### What the task asks
Output every line exactly as written. Leave out pictures.

### Provided material
========
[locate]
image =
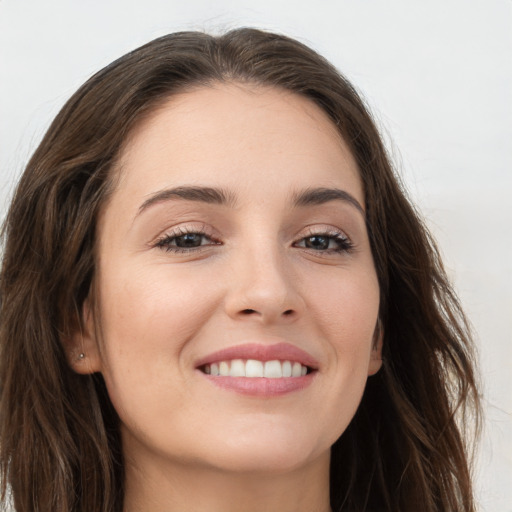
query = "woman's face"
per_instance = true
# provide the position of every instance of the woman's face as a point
(235, 237)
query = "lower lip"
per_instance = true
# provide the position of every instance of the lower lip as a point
(261, 386)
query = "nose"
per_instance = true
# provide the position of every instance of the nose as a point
(263, 288)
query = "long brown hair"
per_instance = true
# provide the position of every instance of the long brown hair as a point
(405, 449)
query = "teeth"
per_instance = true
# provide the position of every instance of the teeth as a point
(254, 368)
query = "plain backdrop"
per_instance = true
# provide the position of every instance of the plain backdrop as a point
(438, 76)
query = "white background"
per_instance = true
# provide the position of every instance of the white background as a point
(438, 75)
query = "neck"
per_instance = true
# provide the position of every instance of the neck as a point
(181, 487)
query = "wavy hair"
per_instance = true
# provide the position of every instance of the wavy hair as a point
(60, 450)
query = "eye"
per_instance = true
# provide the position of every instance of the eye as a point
(184, 241)
(326, 242)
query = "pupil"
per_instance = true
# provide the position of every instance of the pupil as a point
(189, 240)
(317, 242)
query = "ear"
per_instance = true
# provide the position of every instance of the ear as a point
(376, 355)
(82, 348)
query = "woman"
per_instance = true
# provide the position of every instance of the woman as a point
(215, 296)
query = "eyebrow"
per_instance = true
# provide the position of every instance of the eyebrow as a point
(218, 196)
(208, 195)
(317, 196)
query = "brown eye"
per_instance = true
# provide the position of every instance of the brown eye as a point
(189, 240)
(326, 242)
(317, 242)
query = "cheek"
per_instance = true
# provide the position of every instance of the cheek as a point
(347, 308)
(147, 317)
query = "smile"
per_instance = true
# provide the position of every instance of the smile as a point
(253, 368)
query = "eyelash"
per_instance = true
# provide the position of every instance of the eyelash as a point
(344, 245)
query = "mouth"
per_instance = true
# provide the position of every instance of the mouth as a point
(260, 370)
(254, 368)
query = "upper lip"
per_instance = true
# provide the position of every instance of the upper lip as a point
(260, 352)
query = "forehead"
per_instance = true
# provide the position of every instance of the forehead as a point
(236, 135)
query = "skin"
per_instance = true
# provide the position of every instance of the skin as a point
(189, 445)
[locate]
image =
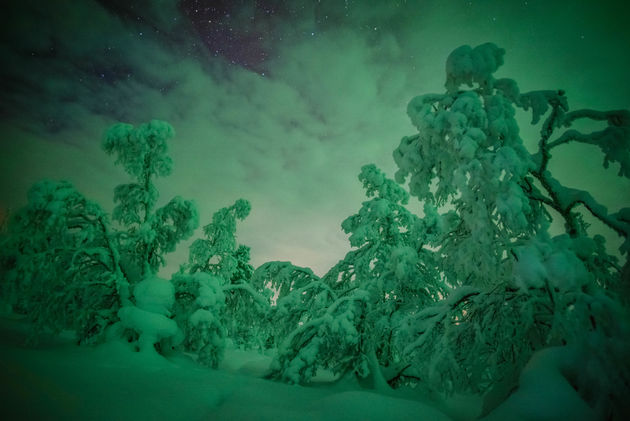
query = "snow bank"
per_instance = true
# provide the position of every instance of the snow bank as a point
(545, 392)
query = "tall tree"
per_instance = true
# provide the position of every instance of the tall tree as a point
(389, 275)
(148, 233)
(512, 279)
(61, 266)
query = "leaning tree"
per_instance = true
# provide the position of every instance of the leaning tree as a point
(516, 288)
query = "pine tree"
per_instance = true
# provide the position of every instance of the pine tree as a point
(517, 289)
(389, 275)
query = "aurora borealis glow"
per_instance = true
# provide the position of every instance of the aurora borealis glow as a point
(278, 102)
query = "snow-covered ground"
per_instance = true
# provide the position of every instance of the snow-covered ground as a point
(59, 380)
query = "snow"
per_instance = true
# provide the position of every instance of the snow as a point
(60, 381)
(544, 392)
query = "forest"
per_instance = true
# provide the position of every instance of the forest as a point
(501, 264)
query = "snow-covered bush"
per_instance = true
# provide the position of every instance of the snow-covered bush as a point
(150, 316)
(199, 307)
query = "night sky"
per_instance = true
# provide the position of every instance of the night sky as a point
(279, 102)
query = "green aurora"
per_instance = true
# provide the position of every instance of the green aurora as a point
(292, 140)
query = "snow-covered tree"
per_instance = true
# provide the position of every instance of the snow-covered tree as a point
(219, 255)
(148, 233)
(199, 309)
(388, 275)
(517, 288)
(61, 266)
(295, 294)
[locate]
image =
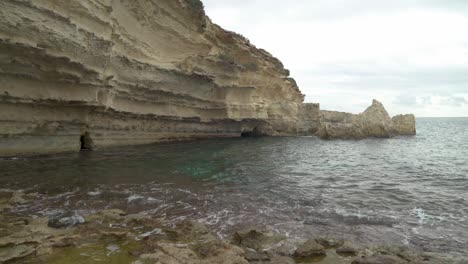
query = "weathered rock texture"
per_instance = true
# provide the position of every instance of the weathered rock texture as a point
(84, 74)
(374, 122)
(127, 72)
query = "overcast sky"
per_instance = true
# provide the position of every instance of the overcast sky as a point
(410, 54)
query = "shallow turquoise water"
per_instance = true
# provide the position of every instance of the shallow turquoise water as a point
(411, 190)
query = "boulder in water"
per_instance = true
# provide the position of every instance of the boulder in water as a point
(66, 219)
========
### Result
[locate]
image =
query = "woman's face"
per_instance = true
# provide the position of every instance of the woman's face as a point
(235, 237)
query = "lower lip"
per_instance = true
# provide the position of every instance of the lower lip as a point
(261, 386)
query = "nose"
per_instance = true
# provide the position of every instance of the nose as a point
(263, 288)
query = "long brown hair"
per_instance = true
# provide the position of every instance of the long brown hair as a point
(405, 449)
query = "teeth"
per_instance = true
# provide the position of every instance of the teeth as a point
(254, 368)
query = "plain backdrop"
per_instance = true
# provide the position of every instance of the plain backdrop as a point
(438, 76)
query = "white background"
per_instance = true
# provide the position of every instance of the white background as a point
(438, 75)
query = "neck"
per_instance = true
# provide the position of every instance of the neck as a point
(181, 487)
query = "wavy hair"
per_instance = true
# provide the position of every instance of the wavy hair as a point
(60, 450)
query = "eye"
per_instance = true
# provide the position of every instance of the eye as a point
(184, 241)
(326, 242)
query = "pupil"
per_instance = true
# provide the position of every instance of the pupil as a point
(189, 240)
(317, 242)
query = "ear"
per_instance = true
# provide the position of every instance of the ear as a point
(376, 355)
(82, 348)
query = "woman"
per_instance = true
# provide the position of every instance of the woman as a point
(215, 296)
query = "eyebrow"
per_instance = true
# provide the position of every instance of the eyebrow as a point
(218, 196)
(208, 195)
(317, 196)
query = "brown eye"
per_instance = true
# provide the position of every instance of the brown eye as a point
(189, 240)
(326, 242)
(317, 242)
query = "cheek"
per_instance = true
# provide the position of every instance of the cheek as a point
(347, 308)
(147, 317)
query = "smile"
per_instance = true
# provide the position of every instance of the smile as a point
(253, 368)
query = "eyelash"
per_instance = true
# provide the position of every instance of the eyelash as a point
(344, 245)
query = "mouth"
per_instance = true
# provide the position of every instance of the mouth as a point
(260, 370)
(254, 368)
query = "upper lip"
per_instance = true
# provide the position of every instance of the upper lip as a point
(260, 352)
query = "forehead"
per_instance = true
# provide the position of every instance of the forehead as a point
(236, 135)
query = "skin"
per_instance = true
# provide the position of every instance of the skin as a point
(189, 445)
[locate]
image =
query = "snow bank"
per_instance = true
# provide the position of every instance of the snow bank as a point
(545, 392)
query = "tall tree"
per_instance = true
# provide the position of every instance of the tall tree as a point
(389, 275)
(148, 233)
(512, 279)
(61, 266)
query = "leaning tree"
per_instance = true
# provide the position of every instance of the leaning tree as a point
(516, 288)
query = "pine tree"
per_instance = true
# provide the position of every instance of the pine tree as a point
(517, 289)
(389, 275)
query = "aurora borealis glow"
per_instance = true
# provide the position of every instance of the aurora borealis glow as a point
(278, 102)
query = "snow-covered ground"
per_instance = true
# provide the position of every instance of the snow-covered ground as a point
(59, 380)
query = "snow"
per_instance = true
# provide the position of every instance of the snow as a point
(60, 381)
(544, 392)
query = "forest"
per_instance = true
# provide the position of every instance of the forest as a point
(501, 264)
query = "snow-covered bush"
per_instance = true
# provide the position of every instance of the snow-covered bush as a point
(150, 316)
(199, 307)
query = "night sky"
per_instance = true
# provide the position of every instance of the night sky as a point
(279, 102)
query = "green aurora"
per_instance = true
# provide the position of every instance of the green aurora as a point
(292, 140)
query = "snow-covered tree"
per_instance = true
# provide the position of every instance of the snow-covered tree as a point
(219, 255)
(148, 233)
(199, 309)
(388, 275)
(517, 288)
(61, 266)
(295, 294)
[locate]
image =
query = "weathered rock texture"
per_instance = true
# provide the position of every instance of the weathered rock texture as a point
(84, 74)
(374, 122)
(127, 72)
query = "overcast sky"
per_instance = true
# provide the position of every instance of the overcast sky as a point
(410, 54)
query = "shallow turquoise water"
per_instance = true
# provide the position of every instance of the shallow turquoise water as a point
(411, 190)
query = "boulder in water"
per_instance = true
# provide the position of every instance of the boulder in water as a point
(66, 219)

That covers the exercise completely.